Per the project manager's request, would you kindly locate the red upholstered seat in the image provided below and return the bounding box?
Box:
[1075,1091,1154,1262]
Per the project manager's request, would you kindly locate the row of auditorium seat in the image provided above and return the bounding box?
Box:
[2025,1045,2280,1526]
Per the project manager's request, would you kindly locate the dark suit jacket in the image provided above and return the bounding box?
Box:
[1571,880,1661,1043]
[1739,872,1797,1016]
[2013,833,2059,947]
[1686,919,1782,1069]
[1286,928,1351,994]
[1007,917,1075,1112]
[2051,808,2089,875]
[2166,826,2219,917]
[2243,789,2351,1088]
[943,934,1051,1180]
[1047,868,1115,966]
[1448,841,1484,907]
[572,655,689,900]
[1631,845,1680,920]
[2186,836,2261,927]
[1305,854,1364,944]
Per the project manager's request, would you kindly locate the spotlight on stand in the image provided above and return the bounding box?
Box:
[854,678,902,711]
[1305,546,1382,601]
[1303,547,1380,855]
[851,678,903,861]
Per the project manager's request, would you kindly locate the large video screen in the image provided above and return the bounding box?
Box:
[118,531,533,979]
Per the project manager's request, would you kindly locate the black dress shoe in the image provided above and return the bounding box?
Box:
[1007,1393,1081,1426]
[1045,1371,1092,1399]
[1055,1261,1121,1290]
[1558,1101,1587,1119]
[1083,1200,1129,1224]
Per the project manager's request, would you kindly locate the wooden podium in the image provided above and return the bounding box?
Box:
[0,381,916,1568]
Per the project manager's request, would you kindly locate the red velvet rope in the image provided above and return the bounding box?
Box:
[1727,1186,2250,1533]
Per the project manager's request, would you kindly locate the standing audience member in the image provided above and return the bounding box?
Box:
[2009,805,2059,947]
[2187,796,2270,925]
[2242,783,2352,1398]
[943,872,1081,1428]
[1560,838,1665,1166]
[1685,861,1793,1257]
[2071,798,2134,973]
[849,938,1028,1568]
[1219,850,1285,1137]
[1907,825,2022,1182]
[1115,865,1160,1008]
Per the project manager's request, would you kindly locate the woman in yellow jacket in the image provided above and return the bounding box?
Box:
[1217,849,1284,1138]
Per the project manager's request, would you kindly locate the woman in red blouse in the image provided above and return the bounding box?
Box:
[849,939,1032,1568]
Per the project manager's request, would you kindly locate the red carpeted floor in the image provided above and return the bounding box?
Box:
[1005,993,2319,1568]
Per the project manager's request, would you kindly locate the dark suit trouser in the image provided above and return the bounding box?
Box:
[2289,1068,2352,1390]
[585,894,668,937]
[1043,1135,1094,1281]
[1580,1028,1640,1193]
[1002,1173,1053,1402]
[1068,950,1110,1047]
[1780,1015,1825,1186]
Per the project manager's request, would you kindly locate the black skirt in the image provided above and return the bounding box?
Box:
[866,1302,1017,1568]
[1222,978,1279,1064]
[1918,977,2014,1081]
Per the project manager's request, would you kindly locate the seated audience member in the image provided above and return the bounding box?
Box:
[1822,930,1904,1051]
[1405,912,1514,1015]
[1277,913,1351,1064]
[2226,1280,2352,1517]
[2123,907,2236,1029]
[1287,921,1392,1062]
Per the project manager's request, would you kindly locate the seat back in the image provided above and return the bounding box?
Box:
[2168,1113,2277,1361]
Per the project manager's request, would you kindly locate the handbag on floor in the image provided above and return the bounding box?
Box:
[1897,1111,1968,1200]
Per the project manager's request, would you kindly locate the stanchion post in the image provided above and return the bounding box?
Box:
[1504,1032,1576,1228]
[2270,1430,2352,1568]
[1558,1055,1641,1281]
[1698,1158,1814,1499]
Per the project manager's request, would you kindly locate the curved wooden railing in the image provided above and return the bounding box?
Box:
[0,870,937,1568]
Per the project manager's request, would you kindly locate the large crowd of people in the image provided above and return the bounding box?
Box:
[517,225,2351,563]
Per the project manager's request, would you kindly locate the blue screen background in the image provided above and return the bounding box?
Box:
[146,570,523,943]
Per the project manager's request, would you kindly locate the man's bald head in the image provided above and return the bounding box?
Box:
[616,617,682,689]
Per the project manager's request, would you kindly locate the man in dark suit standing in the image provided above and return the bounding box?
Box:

•••

- [WORK TO COMPLETE]
An exact reproduction of the data is required. Leave nothing out.

- [WRITTEN RESPONSE]
Per the project manager's request, would you kindly locate the red upholstered seat in the image provided below and return the bounding box?
Box:
[1075,1091,1154,1262]
Per the project manager's request, would you kindly locate the row of auditorium seat in the image provided above and return the bounding box?
Box:
[2025,1045,2280,1526]
Per the project manager's request, would you kindly locate the dark suit jacket in the image provided above and return the bounding box?
Box:
[1571,880,1661,1043]
[1739,872,1797,1016]
[2013,833,2059,947]
[1686,919,1782,1069]
[1286,928,1351,994]
[1007,917,1075,1112]
[2051,808,2089,875]
[2166,826,2219,917]
[2243,789,2351,1088]
[943,934,1051,1180]
[1047,868,1115,966]
[1448,841,1484,907]
[572,655,689,900]
[1631,845,1680,920]
[2186,836,2261,927]
[1305,854,1364,944]
Per the project manager's request, would you kindly locate the spotlight on stand in the image provided above and return the bounding box?
Box:
[854,678,902,711]
[1305,546,1382,601]
[1303,547,1380,855]
[851,678,903,861]
Per the project manager's request, would you kindly locate the large video screen in the image provided above and return the bounding box?
Box:
[118,531,533,979]
Per the project manager's request, would you kindly locate the black dress shoe in the image provided above and return the bounding box?
Box:
[1007,1393,1081,1426]
[1045,1371,1092,1399]
[1055,1261,1121,1290]
[1558,1101,1587,1119]
[1083,1200,1129,1224]
Per the project manager's request, would you kindly locate the wooden podium in the image provided above and return the bounding box?
Box:
[0,381,916,1568]
Per the project manager's request, would you kindly locate the red velvet rope in the image provided above and return the bounding box?
Box:
[1727,1186,2250,1533]
Per the project manager's request, would you kindly locate the standing audience member in the image provided above and return the bounding box?
Box:
[2009,805,2059,947]
[2187,796,2270,925]
[2242,783,2352,1398]
[943,872,1081,1428]
[1560,838,1665,1166]
[1685,861,1793,1257]
[2071,798,2134,973]
[849,938,1028,1568]
[1219,850,1285,1137]
[1907,825,2022,1182]
[1115,865,1160,1008]
Per the project manager's request, would you kindly locate the woman in yellow jacket in the image provided above and return the bounding box?
Box:
[1217,849,1284,1138]
Per the project manager's request, would you kindly locate the woman in red blouse in the image provided above and return the bounding box?
Box:
[849,939,1032,1568]
Per the project manager's request, would you kindly locate the red carpeted floor in the image provided above and return the bounding box?
Box:
[1005,993,2319,1568]
Per the project manager's request, would you kindly locate the dark suit trouser in the image provided above and return the bounding box?
Box:
[2289,1068,2352,1390]
[585,894,668,937]
[1043,1135,1094,1281]
[1580,1028,1640,1193]
[1002,1173,1053,1402]
[1068,950,1110,1047]
[1780,1015,1825,1186]
Per the project manager's request, would you kindly locate the black skirt in the image provided above and return the bounding box?
Box:
[866,1302,1017,1568]
[1222,978,1279,1064]
[1918,977,2014,1081]
Per the project manager's request, would you kindly locate the seated audience member in the image provided above and return the bounding box?
Box:
[1822,930,1904,1051]
[1405,912,1514,1015]
[1277,913,1351,1064]
[2226,1280,2352,1517]
[2123,907,2236,1029]
[1287,921,1392,1062]
Per the project manager's request, would you kindly locate the seat back in the image provided above and return the bounding box?
Box:
[2168,1113,2277,1361]
Per the project manager's request, would you kindly locate the handbag on floor in the image provided above and return the bounding box?
Box:
[1897,1111,1968,1200]
Per the project manager's request, would you kindly locate the stanchion post in the image provided above and return the bounding box?
Box:
[1504,1032,1576,1228]
[2270,1430,2352,1568]
[1558,1055,1641,1281]
[1698,1158,1814,1499]
Per the project manager's request, would you kindly locate the curved wooden railing in the image provided above and return the bounding box?
Box:
[0,870,937,1568]
Per the project manager's request, would you kindly locate the large crowd of people in the image provided above and return the bounding box?
Box:
[517,225,2351,563]
Per the project manager's request, would you kindly locate the blue screen background in the image provided above and return the bounding box?
Box:
[146,570,523,943]
Per the project manager's request, would you kindly locate the man's bald head in the image provided above and return the bounding box?
Box:
[616,617,682,689]
Per the project manager's request, would you kindly locate the man in dark suit standing in the image provided above and return the bounding box?
Box:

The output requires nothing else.